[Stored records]
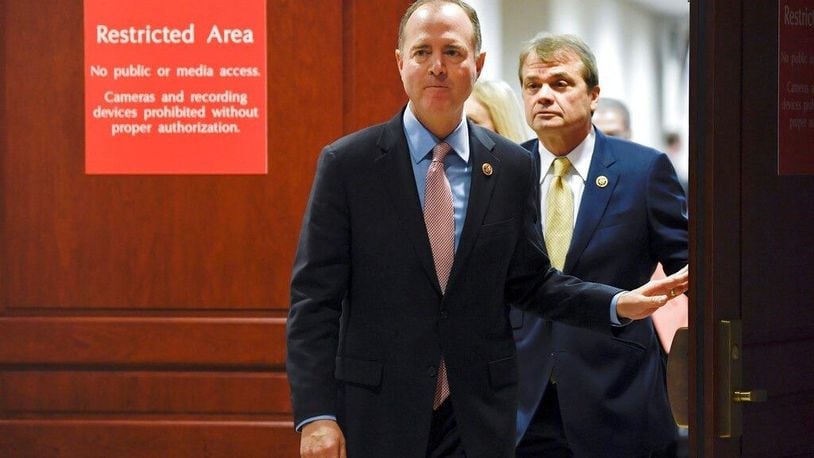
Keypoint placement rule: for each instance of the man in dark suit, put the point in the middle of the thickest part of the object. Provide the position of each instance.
(391, 352)
(583, 393)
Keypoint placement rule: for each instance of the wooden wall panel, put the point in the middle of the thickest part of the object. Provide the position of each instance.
(143, 392)
(106, 438)
(144, 316)
(129, 341)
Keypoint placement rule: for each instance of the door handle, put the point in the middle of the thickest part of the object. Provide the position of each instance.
(730, 394)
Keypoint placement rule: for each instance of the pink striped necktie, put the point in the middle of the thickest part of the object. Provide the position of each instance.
(439, 218)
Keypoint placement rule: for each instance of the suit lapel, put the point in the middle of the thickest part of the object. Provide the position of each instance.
(595, 200)
(395, 173)
(480, 193)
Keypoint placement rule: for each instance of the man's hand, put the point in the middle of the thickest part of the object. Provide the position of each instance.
(646, 299)
(322, 439)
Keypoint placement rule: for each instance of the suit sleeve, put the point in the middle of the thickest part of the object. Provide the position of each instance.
(533, 285)
(667, 215)
(318, 285)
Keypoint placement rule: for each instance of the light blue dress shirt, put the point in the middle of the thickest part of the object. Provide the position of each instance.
(456, 163)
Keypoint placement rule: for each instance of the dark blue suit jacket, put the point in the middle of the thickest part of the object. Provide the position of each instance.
(368, 323)
(611, 389)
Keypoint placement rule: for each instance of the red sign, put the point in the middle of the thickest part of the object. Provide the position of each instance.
(795, 87)
(175, 87)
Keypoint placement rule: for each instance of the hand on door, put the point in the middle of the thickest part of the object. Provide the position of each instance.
(646, 299)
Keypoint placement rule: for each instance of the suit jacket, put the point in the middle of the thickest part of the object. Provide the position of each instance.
(368, 323)
(611, 388)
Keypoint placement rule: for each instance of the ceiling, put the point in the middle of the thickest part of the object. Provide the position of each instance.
(667, 7)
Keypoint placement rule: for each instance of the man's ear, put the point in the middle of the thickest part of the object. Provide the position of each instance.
(594, 97)
(480, 61)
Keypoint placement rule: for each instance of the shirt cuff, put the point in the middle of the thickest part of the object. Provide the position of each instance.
(615, 321)
(313, 419)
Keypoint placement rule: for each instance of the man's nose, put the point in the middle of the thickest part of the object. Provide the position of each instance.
(437, 67)
(545, 94)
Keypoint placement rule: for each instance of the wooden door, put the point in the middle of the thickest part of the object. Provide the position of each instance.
(752, 247)
(144, 316)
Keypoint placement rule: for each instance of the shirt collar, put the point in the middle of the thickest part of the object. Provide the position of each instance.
(421, 141)
(580, 156)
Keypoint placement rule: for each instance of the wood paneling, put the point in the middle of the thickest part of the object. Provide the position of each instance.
(143, 392)
(131, 341)
(144, 316)
(105, 438)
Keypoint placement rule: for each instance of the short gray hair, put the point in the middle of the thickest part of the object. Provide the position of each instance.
(551, 48)
(470, 12)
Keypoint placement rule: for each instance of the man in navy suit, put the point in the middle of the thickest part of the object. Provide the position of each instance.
(371, 320)
(583, 393)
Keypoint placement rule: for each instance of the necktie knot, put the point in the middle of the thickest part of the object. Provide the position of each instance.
(561, 166)
(440, 151)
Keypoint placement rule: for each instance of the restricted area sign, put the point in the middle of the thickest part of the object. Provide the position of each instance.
(795, 90)
(175, 87)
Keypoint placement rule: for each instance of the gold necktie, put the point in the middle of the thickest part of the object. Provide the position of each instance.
(559, 214)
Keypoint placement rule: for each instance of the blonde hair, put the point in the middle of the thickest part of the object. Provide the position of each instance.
(501, 102)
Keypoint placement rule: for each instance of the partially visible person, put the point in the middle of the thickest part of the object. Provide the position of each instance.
(584, 394)
(612, 118)
(418, 235)
(494, 105)
(674, 149)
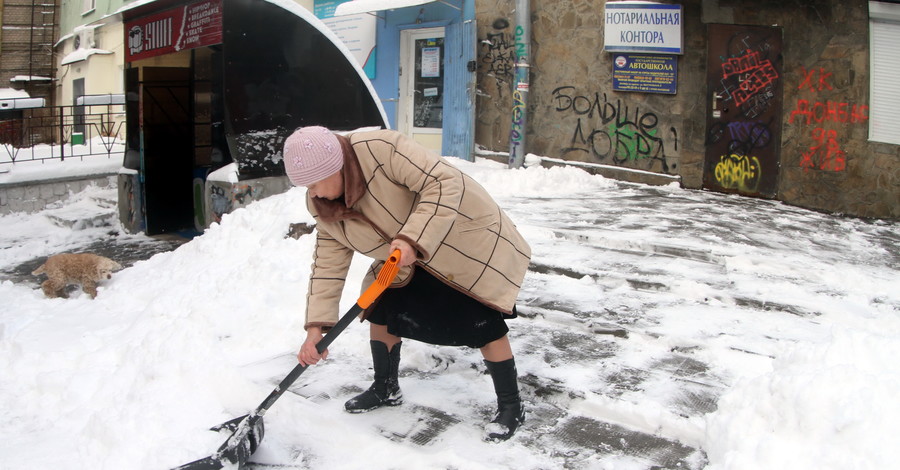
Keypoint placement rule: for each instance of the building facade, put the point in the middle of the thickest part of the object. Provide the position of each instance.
(774, 99)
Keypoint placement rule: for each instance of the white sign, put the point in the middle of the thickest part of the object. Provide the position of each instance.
(643, 27)
(431, 62)
(356, 31)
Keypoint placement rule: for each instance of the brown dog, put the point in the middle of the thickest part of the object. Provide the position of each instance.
(84, 269)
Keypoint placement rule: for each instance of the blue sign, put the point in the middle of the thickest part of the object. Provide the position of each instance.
(646, 73)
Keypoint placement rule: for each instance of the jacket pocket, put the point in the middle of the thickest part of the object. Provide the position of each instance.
(478, 223)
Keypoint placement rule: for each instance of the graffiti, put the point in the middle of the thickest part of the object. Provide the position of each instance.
(829, 111)
(517, 133)
(521, 44)
(498, 56)
(754, 75)
(620, 136)
(809, 80)
(738, 172)
(825, 153)
(745, 136)
(221, 202)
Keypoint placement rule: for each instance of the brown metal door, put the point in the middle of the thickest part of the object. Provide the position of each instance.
(744, 102)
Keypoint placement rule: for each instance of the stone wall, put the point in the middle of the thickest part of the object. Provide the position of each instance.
(34, 196)
(826, 160)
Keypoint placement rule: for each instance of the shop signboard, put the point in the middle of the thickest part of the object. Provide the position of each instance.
(185, 27)
(643, 27)
(647, 73)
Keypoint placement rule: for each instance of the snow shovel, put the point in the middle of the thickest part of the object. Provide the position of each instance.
(247, 431)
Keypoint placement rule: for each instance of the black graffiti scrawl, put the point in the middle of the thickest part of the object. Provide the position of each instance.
(615, 132)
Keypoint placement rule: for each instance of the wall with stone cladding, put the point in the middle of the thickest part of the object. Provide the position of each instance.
(826, 163)
(34, 196)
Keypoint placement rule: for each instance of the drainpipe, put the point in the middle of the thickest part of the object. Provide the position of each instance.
(520, 92)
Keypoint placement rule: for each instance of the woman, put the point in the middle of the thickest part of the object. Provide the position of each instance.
(462, 260)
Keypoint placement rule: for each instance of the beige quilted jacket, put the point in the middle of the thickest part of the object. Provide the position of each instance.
(394, 188)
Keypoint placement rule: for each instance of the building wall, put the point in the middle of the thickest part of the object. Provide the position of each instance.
(571, 102)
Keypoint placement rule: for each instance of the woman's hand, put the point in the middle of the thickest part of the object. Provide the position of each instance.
(308, 354)
(407, 252)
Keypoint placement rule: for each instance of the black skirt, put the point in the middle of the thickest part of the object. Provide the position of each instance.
(428, 310)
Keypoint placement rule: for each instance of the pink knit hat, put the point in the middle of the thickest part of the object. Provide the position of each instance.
(312, 154)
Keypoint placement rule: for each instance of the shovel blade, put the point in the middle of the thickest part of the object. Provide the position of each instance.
(246, 434)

- **Assignment**: When you return the records, keep every word unchanged and drop the pictures.

- **Answer section**:
Keypoint placement rule: for each instance of the man in dark suit, put the point in the middle of the thickest part of the object. Provide the position of each instance.
(391, 352)
(583, 393)
Keypoint placement rule: for each instance of the wooden wall panel, put the point in the middle of the thickest part of the object. Provide the position of each instance.
(143, 392)
(106, 438)
(144, 316)
(129, 341)
Keypoint placement rule: for each instance of the door handle, put the point in the middle of the thickest part of the object. Provide the position of each instance.
(730, 394)
Keypoint placement rule: for each instance of the pink striped necktie, put the point in the middle of the thickest part of the object. Provide the position of each instance.
(439, 218)
Keypoint placement rule: for each instance of the suit lapel, put the point in the middle of the thickest part of the object. Provide the position of each instance.
(595, 200)
(395, 173)
(480, 193)
Keypoint placement rule: for each instance of the man's hand, put the point in the middle of the thickest part of the object. Provide the position of each instance.
(646, 299)
(322, 439)
Keypoint placement rule: for each instance of the suit sleeve, put the point in the middle of the thickest part of the object. Provide the position of each instance.
(533, 285)
(667, 215)
(318, 285)
Keypoint placement rule: for each instance of the light blue dress shirt, put the point in the middle of the thickest part of the object. Provide the position of each instance.
(456, 163)
Keypoint placement rule: for each instance of the dark blue suit jacket, put the point in the middle of the thickest part of the object. Provide the position of each instance.
(368, 323)
(611, 389)
Keypoint placement rule: for each instance of the red sign, put the point in the middle of the thickest part of the object. Provide the position of each instance.
(795, 87)
(175, 87)
Keypoint placement rule: for each instance of the hand on door, put the point in the middle of the thickest part of the object. Provide the position of each instance.
(646, 299)
Keypoint placement rule: for each instance of the suit jacket, put the point in the middle of the thickest part of the object. Provide the position of each instance.
(368, 323)
(611, 388)
Keypoint placement rule: for each instance of the ceiling, put the point in the middle of the thickest part of the object. Provide the position of each instance.
(667, 7)
Keypoint placement rule: for each instance of the man's ear, put the point in the middle of the thickest part of the object. Provide the position of each instance.
(594, 97)
(480, 61)
Keypoint placement rule: for each instance of the shirt cuff, put the point in the middle of the thickest part of the object. Provide the position of each instance.
(615, 321)
(313, 419)
Keypoint placement rule: for each instance of the man's nose, put the point in the middle of the thickest part of the object. Provide the position of each instance.
(437, 67)
(545, 94)
Keypoint placement rule: for each instance of the wooden door, put the point in the middle of the thickest part of the object. Provide the position of each instance.
(752, 247)
(144, 316)
Keypoint placement rule: for each instance of the shirt collar, put the point in the middle of the thickest part of the object. Provide the position of each instance.
(421, 141)
(580, 156)
Keypoint placement rule: for each instance of the wood paneling, put the point in the middle of the thickest part of the object. Provide the position of each instance.
(143, 392)
(131, 341)
(144, 316)
(105, 438)
Keypoint placement rule: for each instance of the short gray hair, put the point in the middle of the thickest part of the object. Provide the position of each instance.
(551, 48)
(470, 12)
Keypoint placement rule: for each instance of the man in navy suit, put the point in the middle of the thickest part of the object. Provide the position of each instance.
(371, 320)
(583, 393)
Keypoint placement rule: for each instance of the necktie knot, put the point in the middle of the thickest part of the object. Provide the position of each instance.
(561, 166)
(440, 151)
Keypoint placement rule: for each instance of the restricted area sign, put the point in the middle of the thickest part of the object. Provide the position of each instance.
(795, 90)
(175, 87)
Keypoint placement rule: for each instance of the gold necktie, put the point in the middle of the thickest part of the object. Provide the position of each instance.
(559, 214)
Keypoint placement rule: for each instance of the blonde hair, put the point in the middle of the thickest part of the object. Provide the position of each instance.
(501, 102)
Keypoint placement rule: for each instance of the partially visible person, put the point in the middle of the thickest part of the object. Provide the position of each instance.
(584, 394)
(612, 118)
(418, 235)
(494, 105)
(674, 149)
Keypoint placement rule: for each instance of the building facade, put the point in the middle of the thickest part of the object. Provide the position of each instance.
(774, 99)
Keypoint placement rule: for each instance of the white sign, put the point in the middle of the thickest part of the object. Provide the position of each instance.
(643, 27)
(431, 62)
(356, 31)
Keypoint placement rule: for each instance of the brown dog, put the point in the middle of the thickest part of the object. Provide the position of each instance.
(84, 269)
Keypoint placement rule: for each instance of the blue sign, put the point in the middle of the thickest part of the object. Provide the position of each instance.
(646, 73)
Keypoint placement rule: for each instance of the jacket pocket, put the point in the middle of the thickest part of the object. Provide the position of each instance.
(478, 223)
Keypoint placement rule: for each instance of the graffiti, put the point in the middle of the thickest part of the object. Provide the position of each instance.
(829, 111)
(517, 133)
(521, 44)
(498, 56)
(754, 75)
(620, 136)
(809, 80)
(738, 172)
(825, 153)
(745, 136)
(221, 202)
Keypoint placement rule: for each instance of the brown metal door, put the point in the middle of the thickest part of the object. Provide the position of each instance.
(744, 102)
Keypoint placement rule: for each instance of the stone wall, put the point in the middle of the thickest part of the object. Provide the position of each instance.
(34, 196)
(826, 160)
Keypoint placement rule: for each instance of the shop signboard, put the point in the middle of the thickest part of the object. Provide the position of each instance.
(185, 27)
(643, 27)
(647, 73)
Keypoint placement rule: for each instance of the snow shovel, put the point in the middle of the thickest part of the object. Provide the position of each instance.
(247, 431)
Keypoint placement rule: for each instance of the black graffiti scrawl, put the point in the middle of the thickest part of the object. Provide the position of each instance.
(615, 132)
Keypoint placement rule: for each instance of the wall with stone cladding, put the point in the middle of the thickest part of the object. Provide the position of each instance.
(826, 163)
(34, 196)
Keypoint placement rule: for each instance of the drainpipe, put the point in the middle of the thickest part of the object. Provide the position of each instance.
(520, 92)
Keypoint placement rule: for each instance of the woman, put the point in the middle of the thickest part of the object. Provide the position of each instance.
(462, 260)
Keypoint placement rule: for each instance of the beige quilted jacket, put the point in the middle of the thickest part of the object. Provide the position of each instance.
(394, 188)
Keypoint placement rule: for each instance of the building wall, put the point in the middle of the thickest part of the object. Provide the position of each instance.
(571, 102)
Keypoint placement rule: for each instance of the woman's hand, put the point in the middle of the thickest part of the object. Provide the position of each instance.
(308, 354)
(407, 252)
Keypoint placement rule: for each instance of the black skirt, put the point in the middle of the thickest part of the object. Provide the position of each instance.
(428, 310)
Keypoint placement rule: for each instance of the pink knit hat, put the point in the middle of the thickest part of the object. Provide the position of each instance.
(312, 154)
Keypoint placement rule: for each instance of the shovel blade, put the point in the middle of the thickest part of the object. Provide the position of each instance.
(246, 434)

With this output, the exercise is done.